● **Problem details**
Work out how many lines of the data hold the string "instance", and reply with that number alone.

● **Data in this exercise**
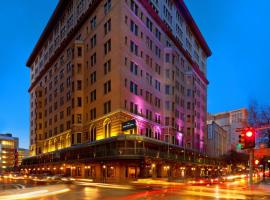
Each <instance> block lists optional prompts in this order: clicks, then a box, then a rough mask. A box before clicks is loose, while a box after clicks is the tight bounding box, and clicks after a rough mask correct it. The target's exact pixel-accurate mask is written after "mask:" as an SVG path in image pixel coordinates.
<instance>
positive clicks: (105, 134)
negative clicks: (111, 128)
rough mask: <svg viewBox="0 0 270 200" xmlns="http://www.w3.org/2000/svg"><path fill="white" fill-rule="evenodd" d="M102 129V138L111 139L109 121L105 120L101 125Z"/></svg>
mask: <svg viewBox="0 0 270 200" xmlns="http://www.w3.org/2000/svg"><path fill="white" fill-rule="evenodd" d="M103 127H104V136H105V138H109V137H111V120H110V119H105V121H104V123H103Z"/></svg>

● **Response**
2